YOUR OBJECTIVE - Everything from the line with "water bottle in" to the final line of the records should be reproduced word for word, with both of those lines kept.

-------- DATA FOR PROCESSING

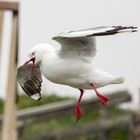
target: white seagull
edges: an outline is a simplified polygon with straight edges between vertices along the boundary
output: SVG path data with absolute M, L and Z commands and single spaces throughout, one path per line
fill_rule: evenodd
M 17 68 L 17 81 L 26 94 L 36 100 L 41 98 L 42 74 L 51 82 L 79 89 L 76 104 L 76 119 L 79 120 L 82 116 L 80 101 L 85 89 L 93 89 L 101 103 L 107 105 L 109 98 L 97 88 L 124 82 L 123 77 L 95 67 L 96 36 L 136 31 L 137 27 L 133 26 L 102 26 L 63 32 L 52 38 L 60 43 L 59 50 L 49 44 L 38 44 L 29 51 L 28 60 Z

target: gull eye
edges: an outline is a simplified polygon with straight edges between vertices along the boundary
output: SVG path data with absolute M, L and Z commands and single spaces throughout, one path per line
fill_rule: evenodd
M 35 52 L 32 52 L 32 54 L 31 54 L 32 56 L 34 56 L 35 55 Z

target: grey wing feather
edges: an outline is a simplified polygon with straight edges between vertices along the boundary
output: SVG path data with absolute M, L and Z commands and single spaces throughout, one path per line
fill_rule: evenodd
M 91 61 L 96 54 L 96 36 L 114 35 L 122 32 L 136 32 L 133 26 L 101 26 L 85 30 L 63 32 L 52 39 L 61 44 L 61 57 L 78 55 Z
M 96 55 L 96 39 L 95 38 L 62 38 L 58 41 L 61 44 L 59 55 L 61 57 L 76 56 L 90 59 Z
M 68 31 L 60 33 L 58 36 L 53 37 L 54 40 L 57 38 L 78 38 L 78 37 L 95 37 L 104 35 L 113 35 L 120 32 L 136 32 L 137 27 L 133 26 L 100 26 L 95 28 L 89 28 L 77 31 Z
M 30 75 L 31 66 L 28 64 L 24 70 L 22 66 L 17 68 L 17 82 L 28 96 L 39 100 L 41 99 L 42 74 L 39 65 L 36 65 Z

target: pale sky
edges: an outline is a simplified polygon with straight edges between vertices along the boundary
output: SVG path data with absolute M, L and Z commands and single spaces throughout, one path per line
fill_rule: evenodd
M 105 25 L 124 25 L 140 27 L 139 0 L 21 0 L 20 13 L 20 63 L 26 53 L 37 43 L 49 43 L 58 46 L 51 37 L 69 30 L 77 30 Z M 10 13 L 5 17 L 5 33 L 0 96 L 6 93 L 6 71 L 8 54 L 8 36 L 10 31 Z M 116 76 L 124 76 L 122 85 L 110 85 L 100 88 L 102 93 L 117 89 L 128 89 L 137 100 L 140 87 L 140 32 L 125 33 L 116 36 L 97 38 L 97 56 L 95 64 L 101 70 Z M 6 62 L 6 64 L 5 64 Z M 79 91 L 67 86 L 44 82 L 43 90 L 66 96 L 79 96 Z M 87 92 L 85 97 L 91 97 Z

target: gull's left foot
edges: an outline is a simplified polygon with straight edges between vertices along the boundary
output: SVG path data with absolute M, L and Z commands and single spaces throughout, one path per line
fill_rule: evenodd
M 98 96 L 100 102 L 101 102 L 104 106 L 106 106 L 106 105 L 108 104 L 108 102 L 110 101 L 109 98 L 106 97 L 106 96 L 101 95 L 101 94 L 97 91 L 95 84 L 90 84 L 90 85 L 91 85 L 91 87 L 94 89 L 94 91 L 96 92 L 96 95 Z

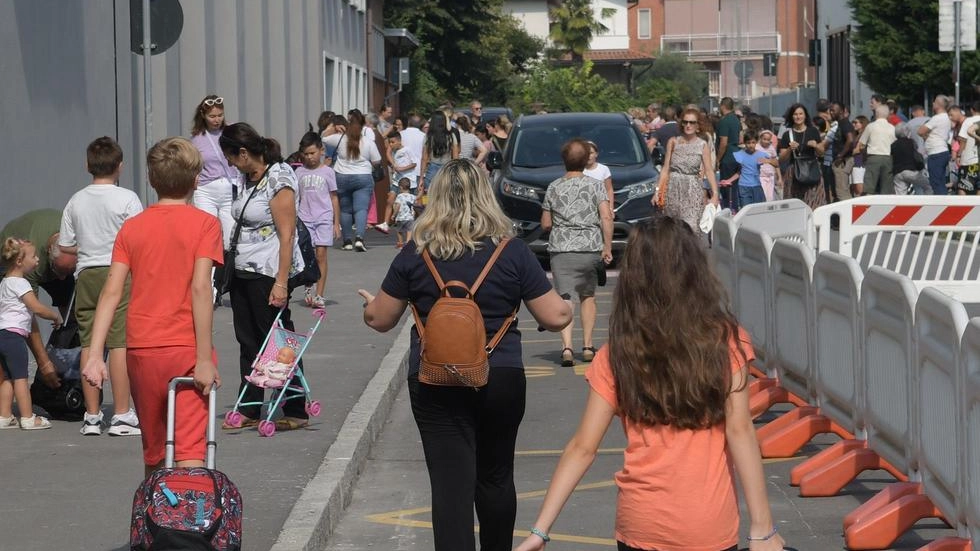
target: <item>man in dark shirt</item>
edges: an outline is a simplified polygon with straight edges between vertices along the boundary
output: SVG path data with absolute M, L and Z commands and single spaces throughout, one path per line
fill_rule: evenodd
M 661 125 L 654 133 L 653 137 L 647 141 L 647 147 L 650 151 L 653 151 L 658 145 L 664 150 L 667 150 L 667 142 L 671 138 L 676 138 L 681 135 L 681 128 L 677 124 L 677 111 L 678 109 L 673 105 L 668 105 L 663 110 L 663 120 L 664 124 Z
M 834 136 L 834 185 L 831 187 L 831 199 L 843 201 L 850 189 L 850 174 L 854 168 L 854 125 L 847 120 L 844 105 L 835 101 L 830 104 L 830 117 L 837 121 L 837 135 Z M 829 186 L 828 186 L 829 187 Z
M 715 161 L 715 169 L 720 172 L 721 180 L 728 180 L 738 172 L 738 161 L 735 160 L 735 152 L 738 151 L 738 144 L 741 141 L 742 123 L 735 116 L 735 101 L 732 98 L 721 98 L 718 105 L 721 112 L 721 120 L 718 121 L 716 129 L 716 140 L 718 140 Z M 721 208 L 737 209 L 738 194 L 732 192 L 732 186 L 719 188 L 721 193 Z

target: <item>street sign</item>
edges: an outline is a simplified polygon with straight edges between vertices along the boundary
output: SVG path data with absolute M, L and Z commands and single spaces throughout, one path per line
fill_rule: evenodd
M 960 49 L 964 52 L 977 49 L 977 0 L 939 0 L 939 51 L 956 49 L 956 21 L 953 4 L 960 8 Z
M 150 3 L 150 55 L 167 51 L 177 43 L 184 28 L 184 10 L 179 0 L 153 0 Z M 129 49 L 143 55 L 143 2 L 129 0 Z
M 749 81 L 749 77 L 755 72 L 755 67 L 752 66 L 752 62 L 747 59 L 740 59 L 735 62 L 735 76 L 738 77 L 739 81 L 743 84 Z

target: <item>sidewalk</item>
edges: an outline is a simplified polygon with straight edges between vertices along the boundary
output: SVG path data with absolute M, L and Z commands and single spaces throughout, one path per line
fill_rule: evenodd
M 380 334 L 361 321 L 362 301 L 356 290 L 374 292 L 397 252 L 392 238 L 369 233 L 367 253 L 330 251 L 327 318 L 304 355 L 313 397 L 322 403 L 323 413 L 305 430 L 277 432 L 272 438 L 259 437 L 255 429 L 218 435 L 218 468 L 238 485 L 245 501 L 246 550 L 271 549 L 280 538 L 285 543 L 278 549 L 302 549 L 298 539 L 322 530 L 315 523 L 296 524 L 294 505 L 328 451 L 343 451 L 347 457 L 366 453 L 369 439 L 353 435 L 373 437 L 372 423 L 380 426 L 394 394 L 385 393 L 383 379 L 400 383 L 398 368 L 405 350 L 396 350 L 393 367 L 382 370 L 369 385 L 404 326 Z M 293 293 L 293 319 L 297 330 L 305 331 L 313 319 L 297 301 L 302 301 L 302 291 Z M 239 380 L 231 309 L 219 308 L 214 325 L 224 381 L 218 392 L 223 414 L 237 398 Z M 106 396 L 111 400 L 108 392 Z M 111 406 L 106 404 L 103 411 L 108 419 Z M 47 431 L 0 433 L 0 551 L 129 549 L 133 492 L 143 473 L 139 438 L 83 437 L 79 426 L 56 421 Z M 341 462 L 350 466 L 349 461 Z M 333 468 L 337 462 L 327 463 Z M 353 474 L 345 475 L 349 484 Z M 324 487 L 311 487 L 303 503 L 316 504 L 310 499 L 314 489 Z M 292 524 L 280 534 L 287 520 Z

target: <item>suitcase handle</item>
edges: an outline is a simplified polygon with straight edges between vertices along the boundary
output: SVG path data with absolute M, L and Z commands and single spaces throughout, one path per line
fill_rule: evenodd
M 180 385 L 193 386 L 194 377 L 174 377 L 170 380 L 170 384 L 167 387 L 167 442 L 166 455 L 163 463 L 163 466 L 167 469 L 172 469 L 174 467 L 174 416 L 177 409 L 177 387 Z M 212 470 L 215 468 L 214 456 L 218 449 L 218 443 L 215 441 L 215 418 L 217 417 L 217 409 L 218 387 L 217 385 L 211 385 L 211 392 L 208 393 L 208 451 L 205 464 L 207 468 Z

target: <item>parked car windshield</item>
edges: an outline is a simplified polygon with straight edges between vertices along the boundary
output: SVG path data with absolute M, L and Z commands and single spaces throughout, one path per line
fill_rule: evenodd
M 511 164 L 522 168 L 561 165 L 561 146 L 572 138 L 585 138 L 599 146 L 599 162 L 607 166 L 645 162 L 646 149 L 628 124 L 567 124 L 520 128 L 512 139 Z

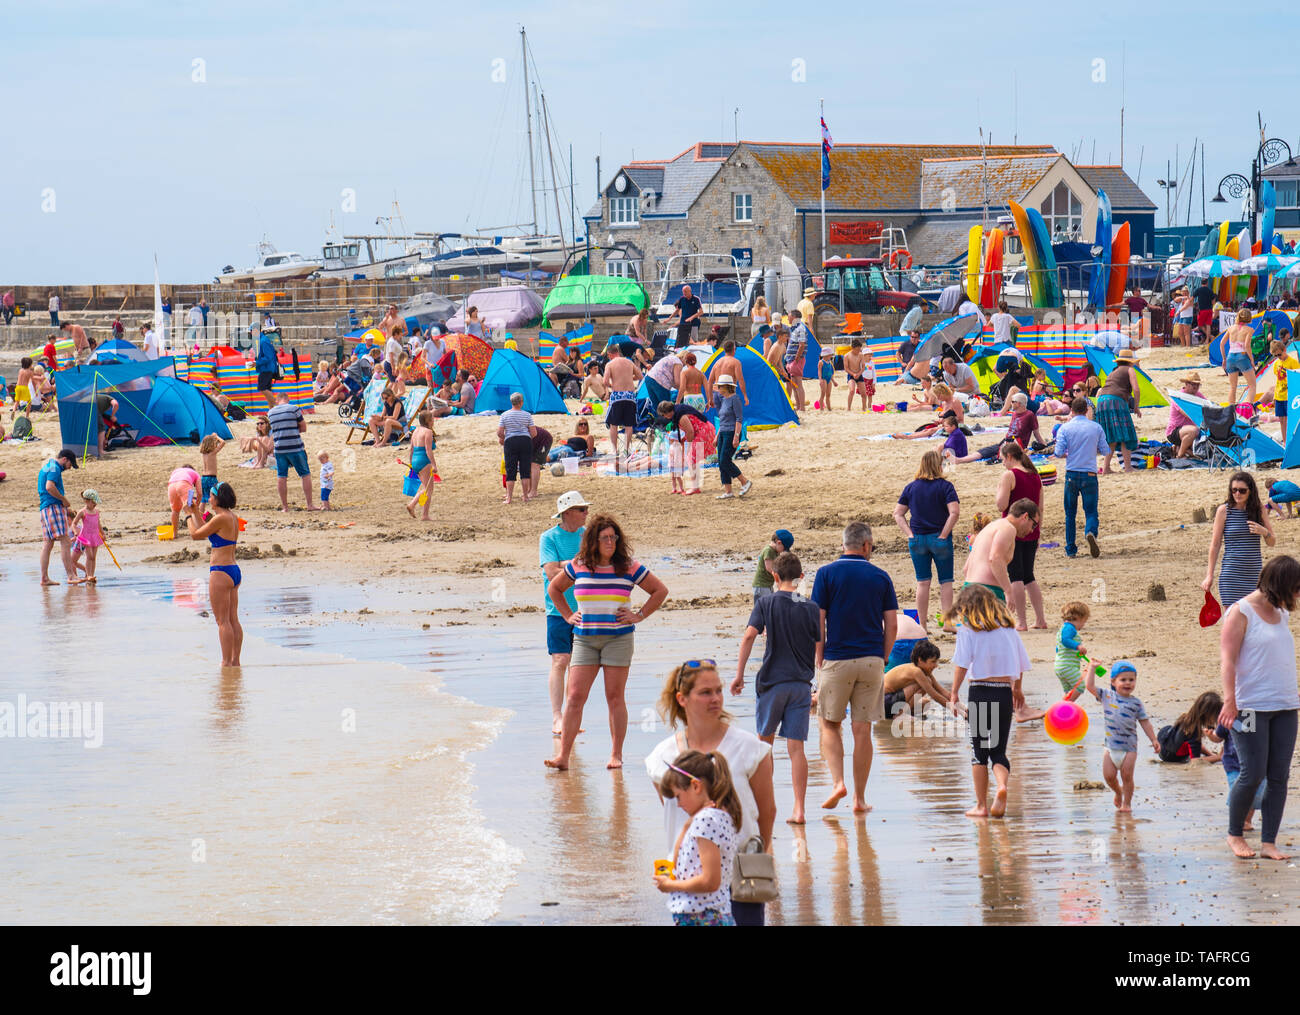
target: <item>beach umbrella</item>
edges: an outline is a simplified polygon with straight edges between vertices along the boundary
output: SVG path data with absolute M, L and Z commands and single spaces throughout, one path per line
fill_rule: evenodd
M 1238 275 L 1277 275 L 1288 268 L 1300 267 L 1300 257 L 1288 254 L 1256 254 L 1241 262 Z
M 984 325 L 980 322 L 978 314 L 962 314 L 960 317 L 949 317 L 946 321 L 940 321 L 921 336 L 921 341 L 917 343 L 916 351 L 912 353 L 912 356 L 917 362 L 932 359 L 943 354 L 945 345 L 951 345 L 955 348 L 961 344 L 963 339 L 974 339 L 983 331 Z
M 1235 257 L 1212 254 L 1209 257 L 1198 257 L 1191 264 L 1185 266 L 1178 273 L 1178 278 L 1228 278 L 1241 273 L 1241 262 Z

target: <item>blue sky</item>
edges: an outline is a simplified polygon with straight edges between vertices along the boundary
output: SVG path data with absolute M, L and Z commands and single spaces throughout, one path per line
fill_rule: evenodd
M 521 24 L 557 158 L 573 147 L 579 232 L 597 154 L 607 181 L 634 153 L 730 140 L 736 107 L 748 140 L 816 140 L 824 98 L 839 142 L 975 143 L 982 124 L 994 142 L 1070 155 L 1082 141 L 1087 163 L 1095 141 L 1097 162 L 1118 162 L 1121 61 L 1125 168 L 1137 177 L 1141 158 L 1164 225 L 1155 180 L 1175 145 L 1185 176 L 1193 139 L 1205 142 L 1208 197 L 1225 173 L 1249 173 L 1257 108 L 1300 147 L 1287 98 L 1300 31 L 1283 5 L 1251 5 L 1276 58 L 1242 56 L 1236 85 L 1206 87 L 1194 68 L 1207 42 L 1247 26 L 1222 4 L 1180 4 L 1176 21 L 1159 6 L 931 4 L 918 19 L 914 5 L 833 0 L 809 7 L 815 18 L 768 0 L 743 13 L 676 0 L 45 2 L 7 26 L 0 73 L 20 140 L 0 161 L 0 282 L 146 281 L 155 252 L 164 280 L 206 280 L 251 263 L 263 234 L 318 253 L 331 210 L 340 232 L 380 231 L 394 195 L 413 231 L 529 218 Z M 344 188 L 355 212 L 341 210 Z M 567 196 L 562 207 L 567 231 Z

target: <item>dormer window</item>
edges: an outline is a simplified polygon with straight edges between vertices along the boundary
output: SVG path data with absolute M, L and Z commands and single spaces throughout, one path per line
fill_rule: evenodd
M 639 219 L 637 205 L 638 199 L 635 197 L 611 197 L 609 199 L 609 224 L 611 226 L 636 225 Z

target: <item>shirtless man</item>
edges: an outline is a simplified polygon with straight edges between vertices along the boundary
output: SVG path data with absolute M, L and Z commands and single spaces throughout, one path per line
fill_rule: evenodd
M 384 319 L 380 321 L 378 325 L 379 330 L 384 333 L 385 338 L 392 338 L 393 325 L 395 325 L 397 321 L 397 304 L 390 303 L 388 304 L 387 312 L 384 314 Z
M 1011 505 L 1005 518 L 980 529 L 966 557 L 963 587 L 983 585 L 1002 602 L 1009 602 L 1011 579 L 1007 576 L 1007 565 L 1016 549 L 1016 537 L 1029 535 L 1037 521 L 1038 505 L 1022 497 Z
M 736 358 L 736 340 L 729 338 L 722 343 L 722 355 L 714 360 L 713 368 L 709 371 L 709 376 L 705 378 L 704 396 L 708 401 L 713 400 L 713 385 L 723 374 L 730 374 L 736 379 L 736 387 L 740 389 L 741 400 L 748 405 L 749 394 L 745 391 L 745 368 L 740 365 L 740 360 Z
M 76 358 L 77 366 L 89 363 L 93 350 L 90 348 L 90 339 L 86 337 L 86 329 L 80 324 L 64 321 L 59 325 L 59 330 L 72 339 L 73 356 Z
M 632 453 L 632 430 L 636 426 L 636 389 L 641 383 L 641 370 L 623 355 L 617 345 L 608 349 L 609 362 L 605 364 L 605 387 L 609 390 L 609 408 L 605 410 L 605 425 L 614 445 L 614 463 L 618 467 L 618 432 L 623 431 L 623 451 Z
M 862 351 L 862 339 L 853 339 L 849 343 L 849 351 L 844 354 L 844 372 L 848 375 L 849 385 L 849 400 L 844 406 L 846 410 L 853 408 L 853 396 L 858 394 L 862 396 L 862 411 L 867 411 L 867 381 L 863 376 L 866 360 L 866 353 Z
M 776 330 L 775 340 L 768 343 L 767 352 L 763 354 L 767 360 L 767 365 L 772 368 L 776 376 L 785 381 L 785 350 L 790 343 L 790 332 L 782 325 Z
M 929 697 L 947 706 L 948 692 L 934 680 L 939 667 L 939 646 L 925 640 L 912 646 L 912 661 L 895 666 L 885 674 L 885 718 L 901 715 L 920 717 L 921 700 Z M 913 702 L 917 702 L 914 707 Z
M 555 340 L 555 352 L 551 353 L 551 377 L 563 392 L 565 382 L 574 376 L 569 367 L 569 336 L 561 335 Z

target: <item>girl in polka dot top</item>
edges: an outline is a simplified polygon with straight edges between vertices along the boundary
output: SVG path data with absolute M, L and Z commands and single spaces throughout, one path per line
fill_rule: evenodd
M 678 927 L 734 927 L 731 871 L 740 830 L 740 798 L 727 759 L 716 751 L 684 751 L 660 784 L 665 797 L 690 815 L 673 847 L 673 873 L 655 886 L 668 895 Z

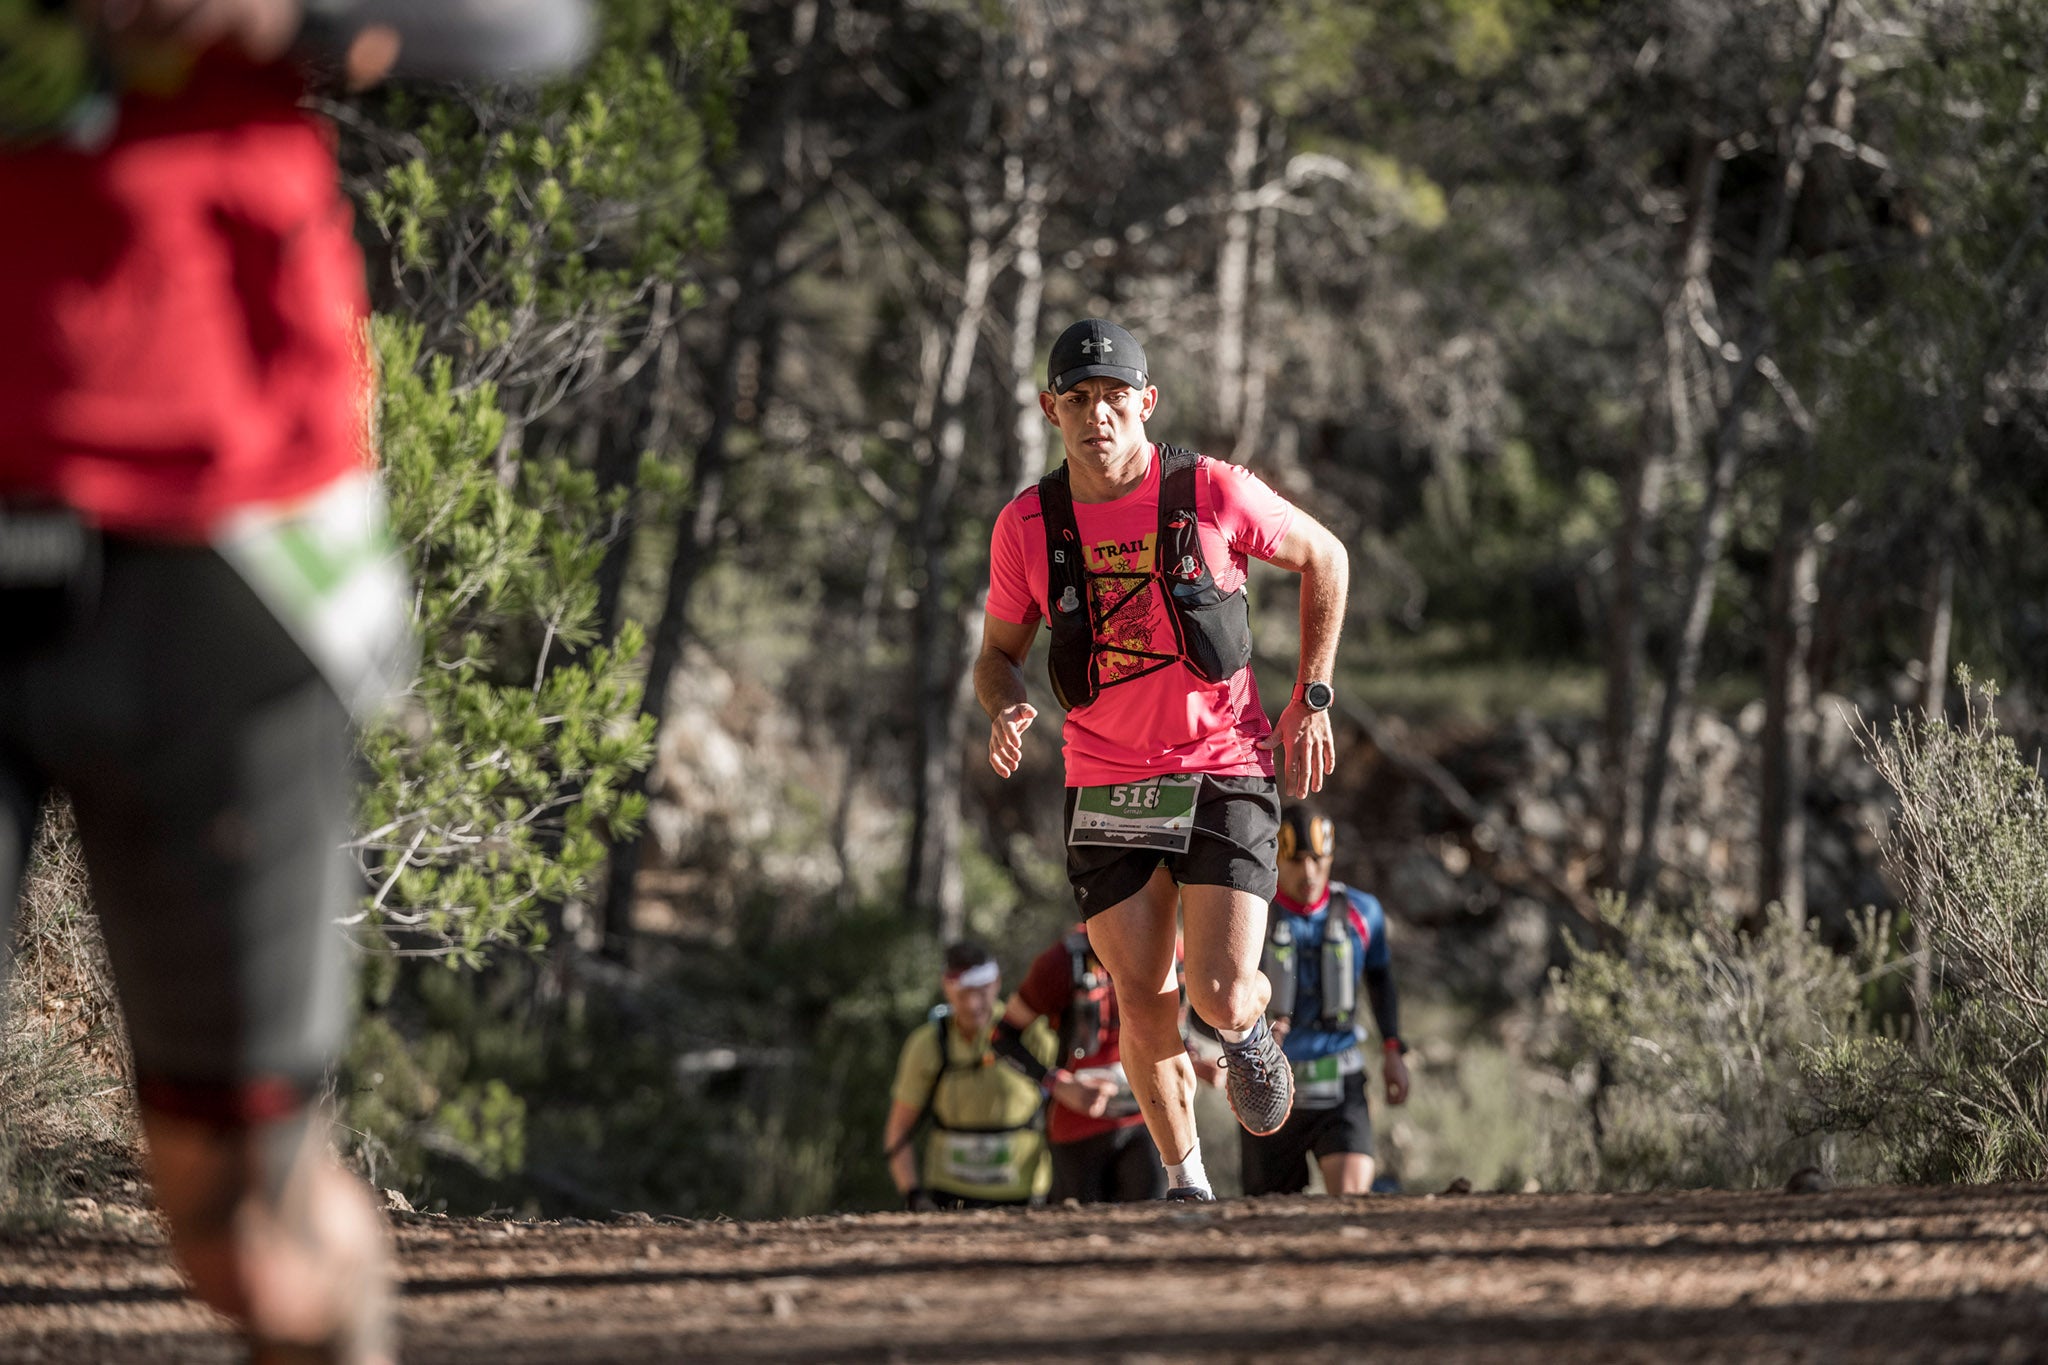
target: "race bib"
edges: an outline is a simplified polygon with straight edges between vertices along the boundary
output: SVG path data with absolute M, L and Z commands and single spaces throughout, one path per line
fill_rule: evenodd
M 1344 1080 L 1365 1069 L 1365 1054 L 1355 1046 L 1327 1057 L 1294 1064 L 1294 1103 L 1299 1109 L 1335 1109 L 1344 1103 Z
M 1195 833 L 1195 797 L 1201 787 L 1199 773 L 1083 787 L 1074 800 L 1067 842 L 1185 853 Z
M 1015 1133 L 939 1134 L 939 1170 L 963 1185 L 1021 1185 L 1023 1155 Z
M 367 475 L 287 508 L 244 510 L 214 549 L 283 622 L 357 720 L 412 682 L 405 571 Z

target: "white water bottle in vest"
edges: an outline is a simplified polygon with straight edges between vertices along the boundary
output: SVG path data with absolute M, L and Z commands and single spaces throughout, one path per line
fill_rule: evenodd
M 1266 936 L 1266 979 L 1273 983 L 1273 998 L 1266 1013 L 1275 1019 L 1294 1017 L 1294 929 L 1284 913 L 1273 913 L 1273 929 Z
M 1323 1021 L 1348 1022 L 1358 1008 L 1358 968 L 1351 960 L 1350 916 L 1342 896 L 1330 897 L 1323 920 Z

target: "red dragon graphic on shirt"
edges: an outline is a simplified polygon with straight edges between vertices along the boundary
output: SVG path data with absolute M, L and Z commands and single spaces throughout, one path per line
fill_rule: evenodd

----------------

ANSWER SECTION -
target: "white water bottle in vest"
edges: an outline is a simplified polygon with straight edges between vertices along the boundary
output: SVG path data with absolute M, L and Z commands and single spaces throughout, one path per line
fill_rule: evenodd
M 1266 936 L 1266 979 L 1273 983 L 1273 998 L 1266 1013 L 1275 1019 L 1294 1017 L 1294 929 L 1284 913 L 1273 913 L 1273 929 Z
M 1323 1021 L 1348 1022 L 1358 1008 L 1358 968 L 1351 960 L 1350 916 L 1342 896 L 1330 897 L 1323 920 Z

target: "red dragon graphic on shirt"
edges: an outline is a simplified polygon with straight edges between vertices along the boundary
output: SVG path data with absolute M, L and Z commands and single spaces throughout, one path per line
fill_rule: evenodd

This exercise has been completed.